Direction> Extract each line from the listing below that contains the string "window". Uppercase and lowercase letters count as different.

Provided records>
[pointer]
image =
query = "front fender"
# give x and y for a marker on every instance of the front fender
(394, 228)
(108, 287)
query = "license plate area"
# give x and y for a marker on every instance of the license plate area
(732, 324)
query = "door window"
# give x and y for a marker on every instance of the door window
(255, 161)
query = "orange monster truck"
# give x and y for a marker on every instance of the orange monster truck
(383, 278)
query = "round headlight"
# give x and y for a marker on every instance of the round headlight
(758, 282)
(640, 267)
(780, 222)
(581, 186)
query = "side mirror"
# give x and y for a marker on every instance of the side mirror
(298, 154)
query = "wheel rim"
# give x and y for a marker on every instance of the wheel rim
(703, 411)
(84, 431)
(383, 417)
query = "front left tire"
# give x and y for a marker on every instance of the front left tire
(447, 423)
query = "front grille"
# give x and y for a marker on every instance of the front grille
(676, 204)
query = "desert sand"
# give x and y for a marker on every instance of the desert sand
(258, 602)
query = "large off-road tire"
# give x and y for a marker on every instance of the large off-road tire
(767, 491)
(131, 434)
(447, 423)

Response to this task>
query = "door window"
# give x and y for a marker on every instance of the door window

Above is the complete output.